=== AIM OF THE EXERCISE ===
Quote all of the data below word for word, leaving out the pictures.

=== RECORDS FOR PROCESSING ===
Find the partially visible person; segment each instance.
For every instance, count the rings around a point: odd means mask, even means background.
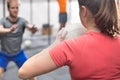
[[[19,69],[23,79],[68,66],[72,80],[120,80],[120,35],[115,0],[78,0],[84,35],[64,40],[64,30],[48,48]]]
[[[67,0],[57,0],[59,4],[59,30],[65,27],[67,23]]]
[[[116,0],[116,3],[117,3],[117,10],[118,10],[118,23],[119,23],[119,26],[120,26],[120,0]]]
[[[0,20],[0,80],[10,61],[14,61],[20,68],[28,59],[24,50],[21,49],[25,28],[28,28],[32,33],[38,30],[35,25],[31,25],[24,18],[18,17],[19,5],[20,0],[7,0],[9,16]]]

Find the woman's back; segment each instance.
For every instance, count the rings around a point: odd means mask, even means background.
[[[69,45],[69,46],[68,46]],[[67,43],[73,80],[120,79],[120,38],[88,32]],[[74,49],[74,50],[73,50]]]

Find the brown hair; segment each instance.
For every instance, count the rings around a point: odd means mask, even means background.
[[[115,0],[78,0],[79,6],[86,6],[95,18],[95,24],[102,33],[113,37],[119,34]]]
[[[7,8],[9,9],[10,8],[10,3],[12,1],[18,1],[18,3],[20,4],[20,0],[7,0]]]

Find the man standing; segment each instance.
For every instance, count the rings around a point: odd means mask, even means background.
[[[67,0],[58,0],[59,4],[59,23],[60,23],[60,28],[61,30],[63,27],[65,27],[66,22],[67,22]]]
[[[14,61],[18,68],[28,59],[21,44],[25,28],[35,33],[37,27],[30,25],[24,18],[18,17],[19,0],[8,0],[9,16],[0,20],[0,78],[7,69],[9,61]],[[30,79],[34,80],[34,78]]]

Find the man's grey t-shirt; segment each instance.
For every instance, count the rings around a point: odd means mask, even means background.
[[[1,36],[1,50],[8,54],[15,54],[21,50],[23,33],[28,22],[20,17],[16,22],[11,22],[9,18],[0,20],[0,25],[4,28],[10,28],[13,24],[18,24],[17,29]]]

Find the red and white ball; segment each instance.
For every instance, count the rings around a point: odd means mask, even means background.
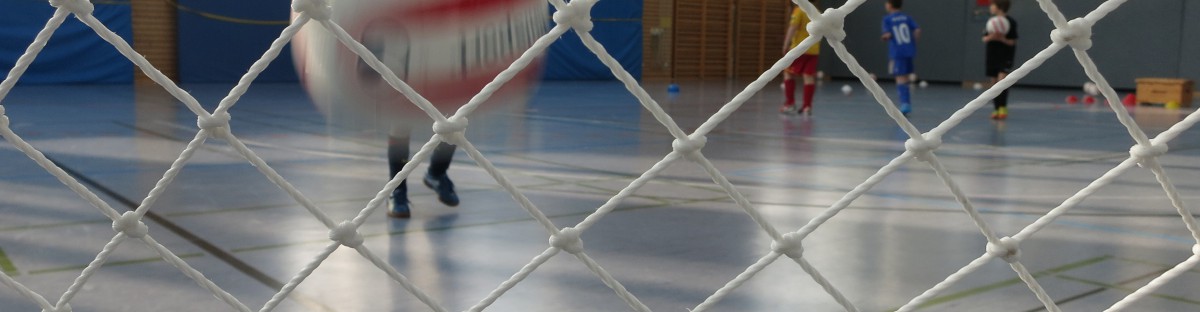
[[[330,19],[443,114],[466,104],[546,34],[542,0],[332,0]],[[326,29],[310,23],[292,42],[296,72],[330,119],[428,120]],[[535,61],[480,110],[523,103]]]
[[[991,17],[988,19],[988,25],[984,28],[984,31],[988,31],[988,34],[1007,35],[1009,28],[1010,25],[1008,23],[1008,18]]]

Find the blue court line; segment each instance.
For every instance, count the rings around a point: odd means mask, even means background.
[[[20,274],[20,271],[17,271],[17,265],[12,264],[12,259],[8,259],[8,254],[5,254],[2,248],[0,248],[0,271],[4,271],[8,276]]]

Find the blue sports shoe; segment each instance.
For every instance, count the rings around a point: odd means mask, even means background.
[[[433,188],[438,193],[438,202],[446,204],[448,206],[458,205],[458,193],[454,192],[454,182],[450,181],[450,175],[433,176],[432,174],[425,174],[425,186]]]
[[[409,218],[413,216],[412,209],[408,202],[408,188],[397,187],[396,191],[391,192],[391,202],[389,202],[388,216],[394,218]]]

=== ANSWER TO THE PROBLEM ===
Find the partially visible person; segment each instance.
For every instance, count the rings around a point: odd means mask, even means background.
[[[19,69],[23,79],[68,66],[72,80],[120,80],[120,35],[115,0],[78,0],[84,35],[64,40],[64,30],[48,48]]]
[[[67,0],[57,0],[59,4],[59,30],[65,27],[67,23]]]
[[[116,0],[116,3],[117,3],[117,10],[118,10],[118,23],[119,23],[119,26],[120,26],[120,0]]]
[[[0,20],[0,80],[10,61],[14,61],[20,68],[28,59],[24,50],[21,49],[25,28],[28,28],[32,33],[38,30],[35,25],[31,25],[24,18],[18,17],[19,5],[20,0],[7,0],[9,16]]]

Find the woman's back; segment each instance.
For every instance, count the rings around a point: odd means mask, even means background.
[[[69,45],[69,46],[68,46]],[[67,43],[73,80],[120,79],[120,38],[88,32]],[[74,49],[74,50],[73,50]]]

Find the brown hair; segment each instance.
For every instance, count the rings around a point: odd means mask, even means background.
[[[115,0],[78,0],[79,6],[86,6],[95,18],[95,24],[102,33],[113,37],[119,34]]]
[[[7,8],[9,9],[10,8],[10,3],[12,1],[18,1],[18,3],[20,4],[20,0],[7,0]]]

Find the man standing; segment each instance.
For every instance, count the rings around a point: odd means mask, even means background.
[[[67,0],[58,0],[59,4],[59,23],[60,23],[60,28],[61,30],[63,27],[65,27],[66,22],[67,22]]]
[[[14,61],[18,68],[28,59],[21,44],[25,28],[35,33],[37,27],[30,25],[24,18],[18,17],[19,0],[8,0],[9,16],[0,20],[0,78],[7,69],[9,61]],[[30,79],[34,80],[34,78]]]

Find the man's grey t-shirt; segment each instance.
For every instance, count the rings around a point: odd means mask, even means background.
[[[1,36],[1,50],[8,54],[15,54],[21,50],[23,33],[28,22],[20,17],[16,22],[11,22],[9,18],[0,20],[0,25],[4,28],[10,28],[13,24],[18,24],[17,29]]]

Find the red and white ball; segment each instance.
For every instance, count the rings around a point: odd means mask, even means background.
[[[330,19],[443,114],[466,104],[546,34],[542,0],[332,0]],[[326,29],[310,23],[292,42],[296,72],[330,119],[428,120]],[[535,61],[480,110],[523,103]]]
[[[991,17],[988,19],[988,25],[984,28],[984,31],[988,31],[988,34],[1007,35],[1009,28],[1010,25],[1008,23],[1008,18]]]

Find the blue court line; segment each instance.
For every instance, count the rings around a point: odd means mask, even means background.
[[[20,274],[20,271],[17,271],[17,265],[12,264],[12,259],[8,259],[8,254],[5,254],[2,248],[0,248],[0,271],[4,271],[8,276]]]

Find the blue sports shoe; segment each instance.
For every instance, count the rings around a point: odd means mask, even means background.
[[[433,188],[438,193],[438,202],[446,204],[448,206],[458,205],[458,193],[454,192],[454,182],[450,181],[450,175],[433,176],[432,174],[425,174],[425,186]]]
[[[409,218],[413,216],[412,209],[408,202],[408,188],[397,187],[396,191],[391,192],[391,202],[389,202],[388,216],[394,218]]]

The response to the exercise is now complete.